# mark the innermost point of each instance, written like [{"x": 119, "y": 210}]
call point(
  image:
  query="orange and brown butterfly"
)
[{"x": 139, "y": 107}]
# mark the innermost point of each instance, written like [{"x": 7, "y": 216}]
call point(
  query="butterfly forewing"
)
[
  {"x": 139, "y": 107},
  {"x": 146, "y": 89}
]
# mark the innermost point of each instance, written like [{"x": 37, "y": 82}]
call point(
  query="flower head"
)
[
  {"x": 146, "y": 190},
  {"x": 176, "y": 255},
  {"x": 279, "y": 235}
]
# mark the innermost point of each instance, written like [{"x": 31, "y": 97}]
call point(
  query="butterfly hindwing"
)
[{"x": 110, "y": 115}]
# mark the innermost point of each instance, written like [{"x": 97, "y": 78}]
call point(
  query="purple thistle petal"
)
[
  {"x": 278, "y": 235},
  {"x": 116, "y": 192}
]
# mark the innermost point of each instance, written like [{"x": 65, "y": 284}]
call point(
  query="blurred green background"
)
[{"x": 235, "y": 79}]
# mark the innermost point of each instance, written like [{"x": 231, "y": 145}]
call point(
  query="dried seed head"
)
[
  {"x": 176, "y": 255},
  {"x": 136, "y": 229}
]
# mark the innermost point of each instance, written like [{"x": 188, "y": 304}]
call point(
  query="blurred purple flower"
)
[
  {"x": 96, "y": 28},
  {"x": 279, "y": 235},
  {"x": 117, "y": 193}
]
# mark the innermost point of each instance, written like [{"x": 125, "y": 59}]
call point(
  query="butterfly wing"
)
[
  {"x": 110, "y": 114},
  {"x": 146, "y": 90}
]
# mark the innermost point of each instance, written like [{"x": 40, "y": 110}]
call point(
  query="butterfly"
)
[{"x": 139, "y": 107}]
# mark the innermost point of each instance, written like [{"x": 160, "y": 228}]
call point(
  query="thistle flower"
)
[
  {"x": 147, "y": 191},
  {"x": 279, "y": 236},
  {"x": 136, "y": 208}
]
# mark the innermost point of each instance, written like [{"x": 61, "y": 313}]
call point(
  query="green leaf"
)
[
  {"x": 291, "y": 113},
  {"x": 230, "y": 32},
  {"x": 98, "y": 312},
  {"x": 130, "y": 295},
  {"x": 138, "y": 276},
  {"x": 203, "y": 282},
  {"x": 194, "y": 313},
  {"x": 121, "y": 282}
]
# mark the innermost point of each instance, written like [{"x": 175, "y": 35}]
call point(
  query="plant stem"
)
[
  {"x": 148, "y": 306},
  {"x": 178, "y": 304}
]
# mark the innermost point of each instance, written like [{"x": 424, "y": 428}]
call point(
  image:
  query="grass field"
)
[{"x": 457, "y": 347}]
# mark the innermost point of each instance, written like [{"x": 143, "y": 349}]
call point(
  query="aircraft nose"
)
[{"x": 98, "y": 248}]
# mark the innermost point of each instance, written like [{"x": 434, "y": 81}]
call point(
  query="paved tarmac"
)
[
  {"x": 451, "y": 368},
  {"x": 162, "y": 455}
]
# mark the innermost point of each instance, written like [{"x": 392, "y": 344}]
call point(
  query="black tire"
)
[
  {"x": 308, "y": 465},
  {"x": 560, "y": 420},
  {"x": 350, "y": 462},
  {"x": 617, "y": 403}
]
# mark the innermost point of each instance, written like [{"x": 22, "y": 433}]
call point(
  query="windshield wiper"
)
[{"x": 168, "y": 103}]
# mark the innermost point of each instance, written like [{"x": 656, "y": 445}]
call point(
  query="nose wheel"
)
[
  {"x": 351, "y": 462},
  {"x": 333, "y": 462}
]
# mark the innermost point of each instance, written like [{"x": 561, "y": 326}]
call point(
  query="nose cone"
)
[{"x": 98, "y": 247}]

-*-

Exercise aim: Go through the records and print each one exactly.

Solution to this exercise:
# mark the innermost point of each instance, written like [{"x": 119, "y": 210}]
call point(
  image:
  query="orange and brown butterfly"
)
[{"x": 139, "y": 107}]
# mark the innermost point of each instance, written like [{"x": 7, "y": 216}]
call point(
  query="butterfly forewing"
)
[
  {"x": 139, "y": 107},
  {"x": 146, "y": 89}
]
# mark the innermost point of each instance, written like [{"x": 37, "y": 82}]
call point(
  query="flower head"
)
[
  {"x": 146, "y": 190},
  {"x": 176, "y": 255},
  {"x": 279, "y": 235}
]
# mark the innermost point of each instance, written like [{"x": 31, "y": 97}]
call point(
  query="butterfly hindwing"
)
[{"x": 110, "y": 115}]
# mark the innermost point of each instance, written like [{"x": 97, "y": 78}]
call point(
  query="purple thistle petal"
)
[
  {"x": 278, "y": 235},
  {"x": 116, "y": 192}
]
# mark the innermost point of each instance, written like [{"x": 65, "y": 284}]
call point(
  query="blurred green background"
)
[{"x": 235, "y": 79}]
# mark the innermost point of each instance, written like [{"x": 231, "y": 145}]
call point(
  query="dried seed head"
)
[
  {"x": 176, "y": 255},
  {"x": 136, "y": 229}
]
# mark the innermost point of each instance, written like [{"x": 188, "y": 304}]
call point(
  query="blurred purple flower"
)
[
  {"x": 96, "y": 28},
  {"x": 279, "y": 235},
  {"x": 117, "y": 193}
]
# mark the innermost point of each instance, written like [{"x": 125, "y": 59}]
call point(
  query="butterfly wing"
)
[
  {"x": 110, "y": 114},
  {"x": 146, "y": 90}
]
# mark the innermost point of each instance, written like [{"x": 40, "y": 110}]
call point(
  query="butterfly"
)
[{"x": 139, "y": 107}]
# mark the innermost point of each instance, written like [{"x": 160, "y": 228}]
call point(
  query="thistle flower"
)
[
  {"x": 147, "y": 191},
  {"x": 279, "y": 236},
  {"x": 136, "y": 208}
]
# mark the innermost point of each instance, written like [{"x": 61, "y": 313}]
call point(
  query="green leaf"
)
[
  {"x": 291, "y": 113},
  {"x": 230, "y": 32},
  {"x": 98, "y": 312},
  {"x": 130, "y": 295},
  {"x": 138, "y": 276},
  {"x": 203, "y": 282},
  {"x": 194, "y": 313},
  {"x": 121, "y": 282}
]
# mark the innermost point of each instance, written like [{"x": 175, "y": 35}]
call point(
  query="plant stem"
)
[
  {"x": 148, "y": 306},
  {"x": 178, "y": 304}
]
# mark the innermost point of each instance, written like [{"x": 424, "y": 428}]
call point(
  image:
  query="grass field"
)
[{"x": 457, "y": 347}]
# mark the innermost point of each instance, written like [{"x": 143, "y": 349}]
call point(
  query="aircraft nose"
)
[{"x": 98, "y": 248}]
# mark the innermost point of each instance, written like [{"x": 434, "y": 81}]
call point(
  query="paved tarmac"
)
[
  {"x": 451, "y": 368},
  {"x": 162, "y": 455}
]
# mark the innermost point of each instance, written like [{"x": 392, "y": 344}]
call point(
  query="black tire"
)
[
  {"x": 308, "y": 465},
  {"x": 560, "y": 420},
  {"x": 350, "y": 462},
  {"x": 617, "y": 403}
]
# mark the innermost point of each instance, written like [{"x": 22, "y": 433}]
call point(
  query="windshield wiper"
)
[{"x": 168, "y": 103}]
# mark the innermost point of each instance, written like [{"x": 656, "y": 445}]
call point(
  query="nose wheel"
)
[
  {"x": 351, "y": 462},
  {"x": 333, "y": 462}
]
# mark the innermost point of each instance, written like [{"x": 561, "y": 326}]
call point(
  query="nose cone"
)
[{"x": 98, "y": 247}]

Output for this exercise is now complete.